▸ **Task instructions**
Locate every line in the data below that contains the word "green", and copy each of those lines in full. Case counts, so match only that exact capitalization.

===== Data entries =====

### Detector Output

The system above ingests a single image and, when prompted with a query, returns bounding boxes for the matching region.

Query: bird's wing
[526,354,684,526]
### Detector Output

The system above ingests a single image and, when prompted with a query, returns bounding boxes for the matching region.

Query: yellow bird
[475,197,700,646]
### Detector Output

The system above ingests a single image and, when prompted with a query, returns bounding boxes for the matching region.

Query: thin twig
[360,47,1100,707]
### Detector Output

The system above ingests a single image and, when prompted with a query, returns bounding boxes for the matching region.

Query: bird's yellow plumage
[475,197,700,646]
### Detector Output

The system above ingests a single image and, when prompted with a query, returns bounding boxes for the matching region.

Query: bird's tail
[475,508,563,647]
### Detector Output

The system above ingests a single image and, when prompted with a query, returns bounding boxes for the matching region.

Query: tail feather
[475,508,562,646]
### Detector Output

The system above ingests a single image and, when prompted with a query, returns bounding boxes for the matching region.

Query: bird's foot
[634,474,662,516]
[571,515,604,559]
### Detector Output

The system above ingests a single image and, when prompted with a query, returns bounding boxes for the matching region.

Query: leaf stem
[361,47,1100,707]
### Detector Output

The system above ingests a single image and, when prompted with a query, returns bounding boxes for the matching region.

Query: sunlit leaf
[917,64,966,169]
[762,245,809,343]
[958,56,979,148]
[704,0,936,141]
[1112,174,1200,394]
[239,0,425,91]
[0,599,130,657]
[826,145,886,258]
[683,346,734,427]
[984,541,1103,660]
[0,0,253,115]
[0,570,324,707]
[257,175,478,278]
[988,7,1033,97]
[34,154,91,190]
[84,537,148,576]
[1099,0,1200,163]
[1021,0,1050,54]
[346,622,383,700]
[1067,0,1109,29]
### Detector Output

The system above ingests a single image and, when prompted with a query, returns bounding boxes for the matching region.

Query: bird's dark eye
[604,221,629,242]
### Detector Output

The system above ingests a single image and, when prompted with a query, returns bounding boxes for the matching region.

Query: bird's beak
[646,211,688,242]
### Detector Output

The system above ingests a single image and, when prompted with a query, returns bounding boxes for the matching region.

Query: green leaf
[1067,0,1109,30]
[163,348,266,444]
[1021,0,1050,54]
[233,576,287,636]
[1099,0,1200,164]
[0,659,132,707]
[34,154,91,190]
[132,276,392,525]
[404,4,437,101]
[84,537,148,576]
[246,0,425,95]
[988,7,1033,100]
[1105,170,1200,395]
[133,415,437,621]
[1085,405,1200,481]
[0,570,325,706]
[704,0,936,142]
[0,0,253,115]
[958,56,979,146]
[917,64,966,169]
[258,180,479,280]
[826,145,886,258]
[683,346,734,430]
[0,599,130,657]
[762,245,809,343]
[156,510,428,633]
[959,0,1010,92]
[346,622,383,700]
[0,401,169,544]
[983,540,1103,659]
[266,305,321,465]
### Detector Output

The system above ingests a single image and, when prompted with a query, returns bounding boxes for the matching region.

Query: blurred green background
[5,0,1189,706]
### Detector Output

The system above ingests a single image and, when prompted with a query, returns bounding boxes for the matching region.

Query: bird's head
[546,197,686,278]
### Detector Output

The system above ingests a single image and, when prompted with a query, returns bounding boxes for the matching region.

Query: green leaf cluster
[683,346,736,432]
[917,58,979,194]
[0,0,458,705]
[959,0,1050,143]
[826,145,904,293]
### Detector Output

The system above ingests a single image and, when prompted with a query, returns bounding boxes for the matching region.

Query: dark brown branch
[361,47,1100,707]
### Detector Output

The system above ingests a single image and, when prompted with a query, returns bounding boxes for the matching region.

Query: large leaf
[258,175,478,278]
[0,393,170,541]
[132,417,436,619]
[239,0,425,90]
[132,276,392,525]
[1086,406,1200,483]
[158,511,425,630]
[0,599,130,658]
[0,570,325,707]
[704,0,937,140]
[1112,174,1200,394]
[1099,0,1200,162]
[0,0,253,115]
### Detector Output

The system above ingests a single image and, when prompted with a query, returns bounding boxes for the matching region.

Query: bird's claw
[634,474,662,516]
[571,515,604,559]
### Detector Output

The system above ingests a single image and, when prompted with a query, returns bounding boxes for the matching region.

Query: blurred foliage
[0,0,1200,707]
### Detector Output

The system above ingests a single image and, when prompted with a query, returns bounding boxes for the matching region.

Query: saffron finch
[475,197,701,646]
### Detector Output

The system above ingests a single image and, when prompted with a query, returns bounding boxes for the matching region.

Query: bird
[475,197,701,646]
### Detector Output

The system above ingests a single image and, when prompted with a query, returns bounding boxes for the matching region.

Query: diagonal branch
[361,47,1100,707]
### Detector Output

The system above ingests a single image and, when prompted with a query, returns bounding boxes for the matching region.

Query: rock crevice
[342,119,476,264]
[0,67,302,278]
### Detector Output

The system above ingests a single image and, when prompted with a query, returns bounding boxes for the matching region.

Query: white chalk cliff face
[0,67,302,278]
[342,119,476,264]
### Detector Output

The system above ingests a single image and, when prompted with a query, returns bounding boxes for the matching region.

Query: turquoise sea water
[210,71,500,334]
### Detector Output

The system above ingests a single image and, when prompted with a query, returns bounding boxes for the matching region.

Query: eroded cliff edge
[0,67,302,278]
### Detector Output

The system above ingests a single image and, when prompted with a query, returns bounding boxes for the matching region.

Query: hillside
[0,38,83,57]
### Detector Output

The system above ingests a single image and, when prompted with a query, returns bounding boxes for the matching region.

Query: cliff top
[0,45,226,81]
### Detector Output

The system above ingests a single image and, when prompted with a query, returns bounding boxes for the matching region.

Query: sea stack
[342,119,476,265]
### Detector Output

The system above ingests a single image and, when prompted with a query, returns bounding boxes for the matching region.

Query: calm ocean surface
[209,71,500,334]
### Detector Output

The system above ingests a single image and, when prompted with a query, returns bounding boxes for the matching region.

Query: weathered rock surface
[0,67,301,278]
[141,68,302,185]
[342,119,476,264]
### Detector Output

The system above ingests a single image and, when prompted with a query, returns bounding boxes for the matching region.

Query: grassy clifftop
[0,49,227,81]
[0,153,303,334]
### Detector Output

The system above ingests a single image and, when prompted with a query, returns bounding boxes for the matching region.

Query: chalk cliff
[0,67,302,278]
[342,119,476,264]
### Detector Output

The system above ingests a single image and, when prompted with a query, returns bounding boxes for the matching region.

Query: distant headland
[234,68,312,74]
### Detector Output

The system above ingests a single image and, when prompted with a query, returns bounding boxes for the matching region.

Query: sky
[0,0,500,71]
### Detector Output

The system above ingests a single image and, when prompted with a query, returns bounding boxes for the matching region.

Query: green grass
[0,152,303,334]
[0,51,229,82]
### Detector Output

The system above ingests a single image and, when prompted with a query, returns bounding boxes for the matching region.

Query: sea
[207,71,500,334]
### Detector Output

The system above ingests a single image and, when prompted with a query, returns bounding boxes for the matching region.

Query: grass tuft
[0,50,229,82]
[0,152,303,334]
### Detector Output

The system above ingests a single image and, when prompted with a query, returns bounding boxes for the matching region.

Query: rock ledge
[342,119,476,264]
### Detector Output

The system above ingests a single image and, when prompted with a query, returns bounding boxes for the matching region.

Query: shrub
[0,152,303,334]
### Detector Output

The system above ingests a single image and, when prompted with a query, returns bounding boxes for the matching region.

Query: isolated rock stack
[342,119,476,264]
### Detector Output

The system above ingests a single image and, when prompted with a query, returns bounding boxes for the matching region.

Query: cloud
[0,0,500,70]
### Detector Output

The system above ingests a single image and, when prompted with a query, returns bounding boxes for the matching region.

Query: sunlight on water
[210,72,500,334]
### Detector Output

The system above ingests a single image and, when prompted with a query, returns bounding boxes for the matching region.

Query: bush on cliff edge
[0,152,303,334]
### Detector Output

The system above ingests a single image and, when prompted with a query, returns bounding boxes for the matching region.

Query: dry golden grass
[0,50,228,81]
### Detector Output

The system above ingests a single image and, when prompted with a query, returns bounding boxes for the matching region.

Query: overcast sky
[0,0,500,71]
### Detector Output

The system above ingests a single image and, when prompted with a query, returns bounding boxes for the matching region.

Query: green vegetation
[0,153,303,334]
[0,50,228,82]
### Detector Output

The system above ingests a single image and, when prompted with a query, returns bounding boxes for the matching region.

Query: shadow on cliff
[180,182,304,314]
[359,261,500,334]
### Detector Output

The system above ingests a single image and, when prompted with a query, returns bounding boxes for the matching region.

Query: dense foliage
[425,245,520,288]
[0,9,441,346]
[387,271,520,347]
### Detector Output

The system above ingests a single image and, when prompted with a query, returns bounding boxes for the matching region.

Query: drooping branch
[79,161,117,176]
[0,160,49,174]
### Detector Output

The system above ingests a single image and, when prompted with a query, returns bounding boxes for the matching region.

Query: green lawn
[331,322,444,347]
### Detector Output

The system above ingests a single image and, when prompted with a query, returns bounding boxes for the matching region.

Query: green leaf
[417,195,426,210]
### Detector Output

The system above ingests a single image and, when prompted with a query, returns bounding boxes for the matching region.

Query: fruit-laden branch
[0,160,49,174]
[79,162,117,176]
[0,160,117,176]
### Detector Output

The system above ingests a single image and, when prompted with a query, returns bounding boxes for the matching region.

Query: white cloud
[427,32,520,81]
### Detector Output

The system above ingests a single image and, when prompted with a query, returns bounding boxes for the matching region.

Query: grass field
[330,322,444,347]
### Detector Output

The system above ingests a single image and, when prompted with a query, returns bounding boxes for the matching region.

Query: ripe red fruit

=====

▸ **Expected output**
Query: green leaf
Query: blurred green background
Query: green leaf cluster
Query: green grass
Query: green vegetation
Query: green lawn
Query: green leaf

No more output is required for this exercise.